» **Material provided**:
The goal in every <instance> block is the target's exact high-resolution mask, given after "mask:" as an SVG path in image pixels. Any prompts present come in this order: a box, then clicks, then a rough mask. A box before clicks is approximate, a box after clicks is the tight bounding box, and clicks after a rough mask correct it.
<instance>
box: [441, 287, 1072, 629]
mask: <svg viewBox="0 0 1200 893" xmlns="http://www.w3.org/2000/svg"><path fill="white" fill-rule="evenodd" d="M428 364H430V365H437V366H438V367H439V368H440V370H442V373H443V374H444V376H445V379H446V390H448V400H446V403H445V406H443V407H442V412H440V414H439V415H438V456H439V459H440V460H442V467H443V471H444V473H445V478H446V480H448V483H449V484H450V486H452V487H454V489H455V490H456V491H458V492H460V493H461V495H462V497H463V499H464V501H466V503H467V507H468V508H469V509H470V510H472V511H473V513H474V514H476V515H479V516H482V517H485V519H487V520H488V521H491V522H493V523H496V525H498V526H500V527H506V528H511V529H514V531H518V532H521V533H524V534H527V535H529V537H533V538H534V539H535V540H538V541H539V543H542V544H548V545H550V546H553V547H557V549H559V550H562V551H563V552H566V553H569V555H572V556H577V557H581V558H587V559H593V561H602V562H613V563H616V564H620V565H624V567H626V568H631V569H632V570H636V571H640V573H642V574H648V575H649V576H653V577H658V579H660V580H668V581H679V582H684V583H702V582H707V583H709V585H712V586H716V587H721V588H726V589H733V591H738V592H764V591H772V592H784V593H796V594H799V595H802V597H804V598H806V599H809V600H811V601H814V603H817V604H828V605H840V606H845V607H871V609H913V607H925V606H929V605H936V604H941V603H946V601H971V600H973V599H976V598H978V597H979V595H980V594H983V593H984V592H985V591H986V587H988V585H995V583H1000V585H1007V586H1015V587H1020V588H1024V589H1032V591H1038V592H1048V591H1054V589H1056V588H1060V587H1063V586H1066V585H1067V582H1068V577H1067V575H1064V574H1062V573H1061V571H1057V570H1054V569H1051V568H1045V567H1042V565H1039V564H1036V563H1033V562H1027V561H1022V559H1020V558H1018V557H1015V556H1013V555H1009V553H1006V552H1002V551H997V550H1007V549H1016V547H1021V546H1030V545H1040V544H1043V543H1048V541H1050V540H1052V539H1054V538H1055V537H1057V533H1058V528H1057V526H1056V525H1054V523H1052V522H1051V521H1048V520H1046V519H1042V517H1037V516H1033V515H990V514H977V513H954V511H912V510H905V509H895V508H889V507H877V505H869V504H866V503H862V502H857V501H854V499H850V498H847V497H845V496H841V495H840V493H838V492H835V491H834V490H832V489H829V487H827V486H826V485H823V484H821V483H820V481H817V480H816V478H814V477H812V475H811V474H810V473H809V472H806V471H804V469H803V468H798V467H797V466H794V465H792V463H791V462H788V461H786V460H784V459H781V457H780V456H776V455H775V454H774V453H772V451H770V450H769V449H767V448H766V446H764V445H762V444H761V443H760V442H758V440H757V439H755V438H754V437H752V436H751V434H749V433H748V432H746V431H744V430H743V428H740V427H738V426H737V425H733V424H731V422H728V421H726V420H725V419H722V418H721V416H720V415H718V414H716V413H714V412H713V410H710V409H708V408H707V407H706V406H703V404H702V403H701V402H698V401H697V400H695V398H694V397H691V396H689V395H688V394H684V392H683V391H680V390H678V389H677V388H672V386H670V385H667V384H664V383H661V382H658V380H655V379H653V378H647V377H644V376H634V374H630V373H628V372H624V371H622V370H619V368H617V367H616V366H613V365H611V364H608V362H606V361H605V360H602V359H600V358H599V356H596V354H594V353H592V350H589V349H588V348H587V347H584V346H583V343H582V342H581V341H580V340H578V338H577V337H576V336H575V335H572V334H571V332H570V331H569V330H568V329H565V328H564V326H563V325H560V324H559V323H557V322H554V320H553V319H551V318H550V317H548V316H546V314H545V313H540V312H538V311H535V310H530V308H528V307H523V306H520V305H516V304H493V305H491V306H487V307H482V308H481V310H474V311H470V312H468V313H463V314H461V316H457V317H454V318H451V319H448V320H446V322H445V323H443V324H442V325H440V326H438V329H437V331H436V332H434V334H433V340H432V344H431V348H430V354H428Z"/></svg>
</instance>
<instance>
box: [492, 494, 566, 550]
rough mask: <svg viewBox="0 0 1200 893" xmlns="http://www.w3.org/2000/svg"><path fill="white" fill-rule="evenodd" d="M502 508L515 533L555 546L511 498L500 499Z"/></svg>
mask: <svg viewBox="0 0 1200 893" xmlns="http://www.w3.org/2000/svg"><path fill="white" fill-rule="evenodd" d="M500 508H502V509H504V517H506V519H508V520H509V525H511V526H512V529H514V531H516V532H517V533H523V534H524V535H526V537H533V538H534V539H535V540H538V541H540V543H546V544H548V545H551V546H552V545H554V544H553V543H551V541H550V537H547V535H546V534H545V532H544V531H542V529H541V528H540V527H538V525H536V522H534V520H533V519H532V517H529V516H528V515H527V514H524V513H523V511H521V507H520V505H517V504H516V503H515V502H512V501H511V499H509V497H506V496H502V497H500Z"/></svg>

» **Task requirements**:
Output every entry exactly as it appears.

» **Problem solution**:
The goal in every <instance> block is the target's exact high-resolution mask, given after "mask:" as an SVG path in image pixels. Any prompts present come in this order: a box, then clicks, then a rough mask. A box before clicks is approximate, a box after clicks is the tight bounding box, and clicks after a rough mask correct it.
<instance>
box: [441, 287, 1072, 629]
mask: <svg viewBox="0 0 1200 893" xmlns="http://www.w3.org/2000/svg"><path fill="white" fill-rule="evenodd" d="M428 364H430V365H437V366H438V367H439V368H440V370H442V373H443V374H444V376H445V379H446V390H448V400H446V403H445V406H443V407H442V412H440V414H439V415H438V456H439V459H440V460H442V467H443V471H444V473H445V478H446V480H448V483H449V484H450V486H452V487H454V489H455V490H456V491H458V492H460V493H461V495H462V497H463V499H464V501H466V503H467V507H468V508H469V509H470V510H472V511H473V513H474V514H476V515H479V516H482V517H485V519H487V520H488V521H491V522H493V523H496V525H498V526H500V527H506V528H511V529H514V531H518V532H521V533H524V534H527V535H529V537H533V538H534V539H535V540H538V541H539V543H542V544H548V545H550V546H553V547H557V549H559V550H562V551H563V552H566V553H569V555H572V556H577V557H581V558H587V559H593V561H602V562H613V563H616V564H620V565H624V567H626V568H631V569H632V570H636V571H640V573H642V574H648V575H649V576H653V577H658V579H660V580H668V581H679V582H684V583H702V582H707V583H709V585H712V586H716V587H721V588H726V589H733V591H738V592H764V591H772V592H784V593H796V594H799V595H802V597H804V598H806V599H809V600H811V601H814V603H817V604H828V605H840V606H845V607H871V609H913V607H925V606H929V605H936V604H941V603H946V601H971V600H973V599H976V598H978V597H979V595H980V594H983V593H984V592H985V591H986V587H988V585H995V583H1000V585H1007V586H1015V587H1020V588H1024V589H1032V591H1038V592H1048V591H1054V589H1056V588H1060V587H1063V586H1066V585H1067V582H1068V577H1067V575H1064V574H1062V573H1061V571H1057V570H1054V569H1051V568H1045V567H1042V565H1039V564H1036V563H1033V562H1027V561H1022V559H1020V558H1018V557H1015V556H1013V555H1009V553H1006V552H1002V551H997V550H1007V549H1016V547H1021V546H1030V545H1040V544H1043V543H1048V541H1050V540H1052V539H1054V538H1055V537H1057V533H1058V528H1057V526H1056V525H1054V523H1052V522H1051V521H1048V520H1046V519H1042V517H1037V516H1033V515H990V514H977V513H954V511H912V510H905V509H895V508H889V507H877V505H869V504H866V503H862V502H857V501H854V499H850V498H847V497H845V496H841V495H840V493H838V492H835V491H834V490H832V489H829V487H827V486H826V485H823V484H821V483H820V481H817V480H816V478H814V477H812V475H811V474H810V473H809V472H806V471H804V469H803V468H798V467H797V466H794V465H792V463H791V462H788V461H786V460H784V459H781V457H780V456H776V455H775V454H774V453H772V451H770V450H769V449H767V448H766V446H764V445H762V444H761V443H760V442H758V440H757V439H755V438H754V437H752V436H751V434H749V433H748V432H746V431H744V430H743V428H740V427H738V426H737V425H733V424H731V422H728V421H726V420H725V419H722V418H721V416H720V415H718V414H716V413H714V412H713V410H710V409H708V408H707V407H706V406H703V404H702V403H701V402H698V401H697V400H695V398H694V397H691V396H689V395H688V394H684V392H683V391H680V390H678V389H677V388H672V386H670V385H667V384H664V383H661V382H658V380H655V379H653V378H647V377H644V376H634V374H630V373H628V372H624V371H622V370H619V368H617V367H616V366H613V365H611V364H608V362H606V361H605V360H602V359H600V358H599V356H596V354H594V353H592V350H589V349H588V348H587V347H584V346H583V343H582V342H581V341H580V340H578V338H577V337H576V336H575V335H572V334H571V332H570V331H569V330H568V329H565V328H564V326H563V325H560V324H559V323H557V322H554V320H553V319H551V318H550V317H548V316H546V314H545V313H540V312H538V311H535V310H530V308H528V307H523V306H520V305H516V304H493V305H491V306H487V307H482V308H481V310H474V311H470V312H468V313H463V314H461V316H457V317H454V318H451V319H448V320H446V322H445V323H443V324H442V325H440V326H438V329H437V331H436V332H434V334H433V340H432V344H431V348H430V354H428Z"/></svg>
</instance>
<instance>
box: [492, 494, 566, 550]
rough mask: <svg viewBox="0 0 1200 893" xmlns="http://www.w3.org/2000/svg"><path fill="white" fill-rule="evenodd" d="M502 508L515 533L555 546L511 498L500 499Z"/></svg>
mask: <svg viewBox="0 0 1200 893" xmlns="http://www.w3.org/2000/svg"><path fill="white" fill-rule="evenodd" d="M500 508H502V509H504V517H506V519H508V520H509V525H511V526H512V529H514V531H516V532H517V533H523V534H524V535H526V537H533V538H534V539H535V540H538V541H540V543H546V544H548V545H551V546H552V545H554V544H553V543H551V541H550V537H547V535H546V534H545V532H544V531H542V529H541V528H540V527H538V525H536V522H534V520H533V519H532V517H529V516H528V515H527V514H524V513H523V511H521V507H520V505H517V504H516V503H515V502H512V501H511V499H509V497H506V496H502V497H500Z"/></svg>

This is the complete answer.